> _PROMPT 1_
In the listing below, reproduce every line in full, starting with the line containing "In the photo above, where can the sweatshirt" and going on through the line containing "point(236, 124)". Multiply each answer coordinate by 1.75 and round to whole numbers, with halves rounded up, and leave all other numbers unchanged.

> _SELECTED EXTRACT_
Although our participants needed quite a lot of hands-on support to get going with this setup, it's not quite true that it's harder to use for newcomers to film-making.  Most people can pick up an ipad and start shooting and get something straight away. But once the idea that the idea of control over the camera to get an intentional shot is introduced then it's a less straight-forward comparison.  Having a large, robust rig with more physical controls provides a good opportunity to work with things like focus, exposure and white balance, which even if they're available on smaller devices are often hidden behind touchscreen menu options.  In a sense the equipment itself motivates a more considered approach to shooting and with enthusiasm and appropriate support it can work very well for a group.  It also encourages teamworking, with space for several people collaborate in getting a shot.


The advantages:
  • It's a large, robust setup that enables collaborative film-making.  It works well with groups up to 10 or so if some are being interviewed while others are crewing.
  • The video monitor and headphones help pick up recording issues on the shoot and correct for them, while high recording quality (ie definition and codecs) keep options open in the edit.  We felt this was important for a project which is producing advocacy material for international use.
  • Setting up shots gave our group a lot of time to discuss the content of interviews and coach on and negotiate about what was going to be said next.
  • Options like different lenses, reflectors and lighting and  
  • Several of the teachers we were working with took very naturally to working with this kit, and they could easily form the nucleus of a film-making team in the future.
Issues we've run into
  • The gear is expensive and we couldn't get it insured to be loaned out in the way that the ipad based kits were.
  • Weight - moving all this kit around locally and internationally is a serious undertaking.
  • Shots take time, which means that there needs to be a lot of time available, or that production planning needs to be tight.
  • The complexity of the options available for shooting means that it takes time to get used to using.  It can also be intimidating for participatns to get going.
Conclusions
Higher end kit can have a place in participatory film-making and opens doors for creativity and finer control of outcomes.  It forces more planning and thinking through how things are going to look, but this pays off in the edit. A nice progression was getting participants interested in thinking about film-making and expressing their own ideas with the tablet based kit, and then working together as a group using this gear.  In the end a lot comes out of the particular interests of the participants themselves.

Saturday, 28 March 2015

The finished film

After the amazing day of the screening in which the church at Matindi school was absolutely jam-packed with excited school-children (it must have been 200+ pupils easily), village elders and other local dignitaries, we all returned to the UK. I then spent some time putting the finishing touches to the videos e.g. polishing the sound mix (so that all the interviews were at the right level) and adjusting colour levels. I also created a subtitled version as Julia, my wife and Catcher Media Social producer, said that it wasn't always easy to understand what was being said (after I'd been in Malawi three weeks it all seemed perfectly clear to me) and made a few changes based on feedback from DAPP in Malwai.

> _PROMPT 2_
According to the piece on participatory film-making gear, why couldn't the higher-end kit be loaned out the way the iPad-based kits were?

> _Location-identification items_
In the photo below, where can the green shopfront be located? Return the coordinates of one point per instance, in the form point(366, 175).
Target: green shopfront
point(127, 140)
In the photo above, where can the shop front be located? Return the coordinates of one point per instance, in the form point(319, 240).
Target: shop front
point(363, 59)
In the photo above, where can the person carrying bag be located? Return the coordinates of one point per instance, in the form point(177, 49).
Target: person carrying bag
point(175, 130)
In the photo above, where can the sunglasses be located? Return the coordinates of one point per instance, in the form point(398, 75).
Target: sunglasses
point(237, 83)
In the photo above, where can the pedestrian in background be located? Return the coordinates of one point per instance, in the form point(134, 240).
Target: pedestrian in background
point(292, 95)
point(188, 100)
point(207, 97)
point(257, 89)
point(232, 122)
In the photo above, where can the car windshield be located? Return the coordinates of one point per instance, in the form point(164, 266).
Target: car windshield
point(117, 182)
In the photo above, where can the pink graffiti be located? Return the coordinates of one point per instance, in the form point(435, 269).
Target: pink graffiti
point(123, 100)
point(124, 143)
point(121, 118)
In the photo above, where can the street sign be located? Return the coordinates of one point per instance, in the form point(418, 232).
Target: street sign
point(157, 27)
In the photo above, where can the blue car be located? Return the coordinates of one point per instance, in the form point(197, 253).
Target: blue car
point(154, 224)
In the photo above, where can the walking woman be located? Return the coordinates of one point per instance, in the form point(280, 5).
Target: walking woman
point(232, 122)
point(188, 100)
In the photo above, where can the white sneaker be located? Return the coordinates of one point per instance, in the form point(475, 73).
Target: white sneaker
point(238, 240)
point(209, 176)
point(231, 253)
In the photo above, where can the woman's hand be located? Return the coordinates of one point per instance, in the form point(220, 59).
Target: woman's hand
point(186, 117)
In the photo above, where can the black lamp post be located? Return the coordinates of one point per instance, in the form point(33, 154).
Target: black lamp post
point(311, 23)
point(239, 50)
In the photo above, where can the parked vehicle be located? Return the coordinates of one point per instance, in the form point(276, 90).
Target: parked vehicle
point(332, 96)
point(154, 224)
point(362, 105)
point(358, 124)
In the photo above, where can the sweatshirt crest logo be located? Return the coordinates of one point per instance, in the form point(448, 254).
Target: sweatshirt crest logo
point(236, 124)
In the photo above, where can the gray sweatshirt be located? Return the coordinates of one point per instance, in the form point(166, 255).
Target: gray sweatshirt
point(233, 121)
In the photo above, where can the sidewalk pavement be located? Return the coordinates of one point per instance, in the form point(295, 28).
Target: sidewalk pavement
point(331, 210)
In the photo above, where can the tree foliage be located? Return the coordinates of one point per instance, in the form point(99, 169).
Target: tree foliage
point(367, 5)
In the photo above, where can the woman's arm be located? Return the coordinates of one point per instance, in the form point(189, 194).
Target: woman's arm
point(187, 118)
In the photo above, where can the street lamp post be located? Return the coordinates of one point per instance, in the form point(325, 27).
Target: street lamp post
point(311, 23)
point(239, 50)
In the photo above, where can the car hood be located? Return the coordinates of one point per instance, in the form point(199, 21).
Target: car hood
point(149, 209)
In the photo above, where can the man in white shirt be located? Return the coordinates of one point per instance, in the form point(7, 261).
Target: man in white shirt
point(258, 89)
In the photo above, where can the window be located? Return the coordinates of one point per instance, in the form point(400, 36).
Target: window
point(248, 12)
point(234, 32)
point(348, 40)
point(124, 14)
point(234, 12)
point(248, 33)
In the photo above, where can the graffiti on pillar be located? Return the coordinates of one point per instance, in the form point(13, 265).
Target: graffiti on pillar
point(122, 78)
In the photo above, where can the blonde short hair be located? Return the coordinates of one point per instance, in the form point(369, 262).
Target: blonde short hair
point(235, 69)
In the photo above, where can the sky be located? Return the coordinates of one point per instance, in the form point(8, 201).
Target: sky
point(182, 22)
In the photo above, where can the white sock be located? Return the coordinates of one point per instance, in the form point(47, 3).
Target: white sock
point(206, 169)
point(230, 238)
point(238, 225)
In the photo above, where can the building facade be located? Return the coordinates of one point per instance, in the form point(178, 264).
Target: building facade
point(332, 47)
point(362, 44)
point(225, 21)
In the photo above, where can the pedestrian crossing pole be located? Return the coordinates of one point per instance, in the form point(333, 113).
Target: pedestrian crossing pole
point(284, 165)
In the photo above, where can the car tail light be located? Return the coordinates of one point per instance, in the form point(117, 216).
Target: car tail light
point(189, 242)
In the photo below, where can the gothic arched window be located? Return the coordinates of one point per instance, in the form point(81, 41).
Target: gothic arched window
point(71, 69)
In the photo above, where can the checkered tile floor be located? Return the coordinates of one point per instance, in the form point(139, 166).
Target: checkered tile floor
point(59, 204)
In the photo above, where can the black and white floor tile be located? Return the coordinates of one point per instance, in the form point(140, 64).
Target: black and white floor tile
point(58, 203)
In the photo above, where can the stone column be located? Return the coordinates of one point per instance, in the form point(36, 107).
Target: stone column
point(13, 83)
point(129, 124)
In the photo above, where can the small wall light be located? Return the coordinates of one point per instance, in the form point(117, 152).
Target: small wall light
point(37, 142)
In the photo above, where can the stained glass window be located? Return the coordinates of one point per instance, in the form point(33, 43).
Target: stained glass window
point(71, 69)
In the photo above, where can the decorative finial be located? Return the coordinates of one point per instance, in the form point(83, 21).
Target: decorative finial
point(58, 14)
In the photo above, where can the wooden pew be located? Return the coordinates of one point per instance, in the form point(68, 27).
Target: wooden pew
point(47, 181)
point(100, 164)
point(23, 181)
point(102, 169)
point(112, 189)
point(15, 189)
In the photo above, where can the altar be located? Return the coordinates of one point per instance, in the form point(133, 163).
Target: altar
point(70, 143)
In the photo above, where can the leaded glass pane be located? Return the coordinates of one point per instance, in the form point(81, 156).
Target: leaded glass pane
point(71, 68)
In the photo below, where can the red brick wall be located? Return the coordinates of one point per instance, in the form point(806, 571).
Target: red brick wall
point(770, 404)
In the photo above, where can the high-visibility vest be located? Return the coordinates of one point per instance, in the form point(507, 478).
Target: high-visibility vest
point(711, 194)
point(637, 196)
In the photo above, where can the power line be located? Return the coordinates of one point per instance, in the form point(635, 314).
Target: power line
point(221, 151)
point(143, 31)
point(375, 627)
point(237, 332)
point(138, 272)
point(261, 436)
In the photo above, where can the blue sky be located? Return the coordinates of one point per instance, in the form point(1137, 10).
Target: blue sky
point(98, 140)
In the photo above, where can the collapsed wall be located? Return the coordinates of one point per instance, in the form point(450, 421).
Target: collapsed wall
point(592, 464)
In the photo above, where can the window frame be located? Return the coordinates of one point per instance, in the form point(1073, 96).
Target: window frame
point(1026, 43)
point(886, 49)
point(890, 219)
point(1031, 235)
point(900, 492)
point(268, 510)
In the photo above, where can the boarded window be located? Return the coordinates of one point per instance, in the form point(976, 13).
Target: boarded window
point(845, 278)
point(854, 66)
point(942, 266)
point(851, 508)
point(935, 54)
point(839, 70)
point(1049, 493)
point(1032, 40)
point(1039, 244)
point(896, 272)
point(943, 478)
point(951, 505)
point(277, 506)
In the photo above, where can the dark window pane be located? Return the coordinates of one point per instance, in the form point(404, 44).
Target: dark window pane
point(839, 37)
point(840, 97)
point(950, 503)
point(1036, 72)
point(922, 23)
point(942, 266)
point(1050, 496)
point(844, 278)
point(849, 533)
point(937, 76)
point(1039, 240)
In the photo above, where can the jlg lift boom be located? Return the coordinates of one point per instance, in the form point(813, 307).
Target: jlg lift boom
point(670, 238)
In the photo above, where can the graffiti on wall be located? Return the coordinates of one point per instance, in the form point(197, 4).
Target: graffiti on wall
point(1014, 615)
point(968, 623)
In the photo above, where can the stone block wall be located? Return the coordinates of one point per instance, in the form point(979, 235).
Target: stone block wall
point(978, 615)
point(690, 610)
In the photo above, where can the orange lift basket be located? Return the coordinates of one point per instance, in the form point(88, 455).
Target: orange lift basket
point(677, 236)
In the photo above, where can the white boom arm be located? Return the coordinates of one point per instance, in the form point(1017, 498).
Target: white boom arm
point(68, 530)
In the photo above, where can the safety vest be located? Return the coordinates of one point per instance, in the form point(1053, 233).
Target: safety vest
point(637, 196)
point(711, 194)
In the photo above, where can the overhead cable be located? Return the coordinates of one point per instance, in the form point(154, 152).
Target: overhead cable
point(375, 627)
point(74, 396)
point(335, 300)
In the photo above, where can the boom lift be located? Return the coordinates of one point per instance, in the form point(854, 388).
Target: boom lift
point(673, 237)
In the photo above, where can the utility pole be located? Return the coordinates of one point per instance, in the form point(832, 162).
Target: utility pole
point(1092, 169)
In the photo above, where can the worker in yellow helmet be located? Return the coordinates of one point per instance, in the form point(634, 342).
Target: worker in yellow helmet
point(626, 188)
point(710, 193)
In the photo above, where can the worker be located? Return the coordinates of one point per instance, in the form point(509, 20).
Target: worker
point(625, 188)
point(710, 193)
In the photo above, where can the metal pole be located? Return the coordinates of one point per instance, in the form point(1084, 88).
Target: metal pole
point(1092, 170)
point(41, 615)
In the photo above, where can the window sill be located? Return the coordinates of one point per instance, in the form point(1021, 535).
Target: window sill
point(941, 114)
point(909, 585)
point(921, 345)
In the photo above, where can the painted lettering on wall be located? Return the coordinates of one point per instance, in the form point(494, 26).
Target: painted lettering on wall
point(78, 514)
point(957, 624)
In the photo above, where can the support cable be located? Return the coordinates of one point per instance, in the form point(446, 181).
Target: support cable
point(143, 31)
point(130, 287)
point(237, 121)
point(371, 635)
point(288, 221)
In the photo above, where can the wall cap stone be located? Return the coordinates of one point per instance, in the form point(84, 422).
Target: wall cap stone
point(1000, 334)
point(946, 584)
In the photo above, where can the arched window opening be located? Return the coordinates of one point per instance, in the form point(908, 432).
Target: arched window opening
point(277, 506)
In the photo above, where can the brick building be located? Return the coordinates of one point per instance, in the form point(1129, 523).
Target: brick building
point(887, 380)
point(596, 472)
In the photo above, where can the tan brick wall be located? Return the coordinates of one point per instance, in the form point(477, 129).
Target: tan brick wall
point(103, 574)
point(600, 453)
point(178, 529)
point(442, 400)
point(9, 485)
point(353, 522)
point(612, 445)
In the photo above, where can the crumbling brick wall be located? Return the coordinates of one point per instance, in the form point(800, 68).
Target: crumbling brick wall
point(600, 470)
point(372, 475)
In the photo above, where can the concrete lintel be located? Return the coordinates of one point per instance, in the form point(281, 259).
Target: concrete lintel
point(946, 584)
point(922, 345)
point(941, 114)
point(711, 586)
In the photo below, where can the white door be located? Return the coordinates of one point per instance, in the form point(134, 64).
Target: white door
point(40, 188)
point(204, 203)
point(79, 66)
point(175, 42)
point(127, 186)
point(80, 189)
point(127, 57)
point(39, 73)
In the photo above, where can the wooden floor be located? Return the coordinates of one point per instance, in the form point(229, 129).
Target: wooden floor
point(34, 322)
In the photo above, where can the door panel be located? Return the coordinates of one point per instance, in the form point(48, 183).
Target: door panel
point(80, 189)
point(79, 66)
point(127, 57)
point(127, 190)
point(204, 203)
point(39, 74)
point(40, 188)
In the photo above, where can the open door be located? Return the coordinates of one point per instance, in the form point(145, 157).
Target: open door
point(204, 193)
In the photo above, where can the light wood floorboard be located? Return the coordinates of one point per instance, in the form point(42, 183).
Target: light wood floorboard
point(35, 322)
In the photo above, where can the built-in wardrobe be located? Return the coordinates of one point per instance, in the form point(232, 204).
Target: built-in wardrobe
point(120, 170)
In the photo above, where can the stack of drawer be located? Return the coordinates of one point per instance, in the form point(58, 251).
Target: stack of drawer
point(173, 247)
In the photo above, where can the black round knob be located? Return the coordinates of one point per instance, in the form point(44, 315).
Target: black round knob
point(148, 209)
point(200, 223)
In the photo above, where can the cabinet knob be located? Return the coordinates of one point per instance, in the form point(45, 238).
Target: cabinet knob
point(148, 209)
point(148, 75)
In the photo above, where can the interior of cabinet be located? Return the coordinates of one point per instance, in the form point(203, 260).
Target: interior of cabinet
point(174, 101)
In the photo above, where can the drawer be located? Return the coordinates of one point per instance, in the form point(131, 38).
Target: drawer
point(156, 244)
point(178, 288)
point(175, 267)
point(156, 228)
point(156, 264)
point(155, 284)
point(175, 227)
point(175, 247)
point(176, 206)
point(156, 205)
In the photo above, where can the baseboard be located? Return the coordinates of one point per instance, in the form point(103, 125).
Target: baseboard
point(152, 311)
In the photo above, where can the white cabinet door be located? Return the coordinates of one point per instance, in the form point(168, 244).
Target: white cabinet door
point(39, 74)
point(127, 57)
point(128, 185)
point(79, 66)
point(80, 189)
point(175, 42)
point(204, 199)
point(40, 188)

> _FINAL RESULT 1_
In the photo above, where can the sweatshirt crest logo be located? Return the coordinates of one point per instance, in the form point(448, 254).
Target: sweatshirt crest logo
point(413, 217)

> _FINAL RESULT 2_
The gear is expensive, and they couldn't get it insured to be loaned out.